**练习题目**: 将从含有“the man's short”的那一行起、到含有“[(412, 220)]”的那一行止的这一段（首尾两行都包括在内）逐行完整重写，每一行都要保留。其中只把答案里的坐标数值乘以0.9缩放并四舍五入取整（恰好为 .5 时进位），答案以外的数字一律不变。

**已知信息**:

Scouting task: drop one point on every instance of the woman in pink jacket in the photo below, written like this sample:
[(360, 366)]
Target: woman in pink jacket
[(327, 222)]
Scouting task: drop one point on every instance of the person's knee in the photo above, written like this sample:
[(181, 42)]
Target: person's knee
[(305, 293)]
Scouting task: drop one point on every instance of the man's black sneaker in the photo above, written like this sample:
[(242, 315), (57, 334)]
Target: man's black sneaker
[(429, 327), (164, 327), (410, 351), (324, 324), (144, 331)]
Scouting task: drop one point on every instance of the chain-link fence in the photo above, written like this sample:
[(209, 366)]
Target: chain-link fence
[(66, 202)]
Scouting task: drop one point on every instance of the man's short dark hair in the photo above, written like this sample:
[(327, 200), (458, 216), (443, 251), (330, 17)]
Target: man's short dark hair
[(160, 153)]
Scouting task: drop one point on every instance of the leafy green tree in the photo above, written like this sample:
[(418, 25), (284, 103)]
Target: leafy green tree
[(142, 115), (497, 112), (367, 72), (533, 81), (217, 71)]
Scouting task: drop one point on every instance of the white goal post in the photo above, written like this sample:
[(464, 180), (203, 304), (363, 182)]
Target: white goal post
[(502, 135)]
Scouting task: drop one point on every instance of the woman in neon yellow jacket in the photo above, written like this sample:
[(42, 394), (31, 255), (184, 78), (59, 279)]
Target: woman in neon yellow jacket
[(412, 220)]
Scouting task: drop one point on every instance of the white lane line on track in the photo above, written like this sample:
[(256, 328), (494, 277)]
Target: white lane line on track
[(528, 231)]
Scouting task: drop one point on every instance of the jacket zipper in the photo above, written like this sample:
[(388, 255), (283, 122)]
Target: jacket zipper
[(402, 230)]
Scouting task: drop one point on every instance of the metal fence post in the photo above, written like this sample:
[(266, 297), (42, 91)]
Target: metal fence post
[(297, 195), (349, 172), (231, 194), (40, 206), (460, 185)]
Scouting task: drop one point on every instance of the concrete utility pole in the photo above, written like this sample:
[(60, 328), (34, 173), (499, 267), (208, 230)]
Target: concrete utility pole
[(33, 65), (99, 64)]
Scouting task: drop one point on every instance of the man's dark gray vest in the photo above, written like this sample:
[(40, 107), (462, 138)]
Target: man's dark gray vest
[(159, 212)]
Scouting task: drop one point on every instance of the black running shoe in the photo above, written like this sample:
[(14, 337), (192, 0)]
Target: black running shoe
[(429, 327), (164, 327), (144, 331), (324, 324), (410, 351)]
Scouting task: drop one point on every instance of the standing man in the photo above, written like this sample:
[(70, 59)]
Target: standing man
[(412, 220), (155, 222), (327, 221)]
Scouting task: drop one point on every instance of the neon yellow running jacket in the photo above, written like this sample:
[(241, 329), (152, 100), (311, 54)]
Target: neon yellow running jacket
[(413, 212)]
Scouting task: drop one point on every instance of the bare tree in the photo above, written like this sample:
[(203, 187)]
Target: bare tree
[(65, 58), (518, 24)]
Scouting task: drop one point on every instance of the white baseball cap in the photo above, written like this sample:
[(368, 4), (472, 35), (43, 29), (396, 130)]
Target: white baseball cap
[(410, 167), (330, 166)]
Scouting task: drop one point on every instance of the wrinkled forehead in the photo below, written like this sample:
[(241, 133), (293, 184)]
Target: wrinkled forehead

**练习解答**:
Scouting task: drop one point on every instance of the man's short dark hair in the photo above, written like this sample:
[(327, 200), (458, 216), (443, 251), (330, 17)]
Target: man's short dark hair
[(144, 138)]
Scouting task: drop one point on every instance of the leafy green tree in the photo above, written like this sample:
[(418, 25), (284, 103)]
Target: leafy green tree
[(128, 104), (447, 101), (330, 65), (480, 73), (195, 64)]
Scouting task: drop one point on every instance of the white goal post in the photo above, written like this sample:
[(464, 180), (203, 304), (363, 182)]
Target: white goal post
[(452, 122)]
Scouting task: drop one point on every instance of the woman in neon yellow jacket in the photo above, written like this sample:
[(42, 394), (31, 255), (184, 78), (59, 279)]
Target: woman in neon yellow jacket
[(371, 198)]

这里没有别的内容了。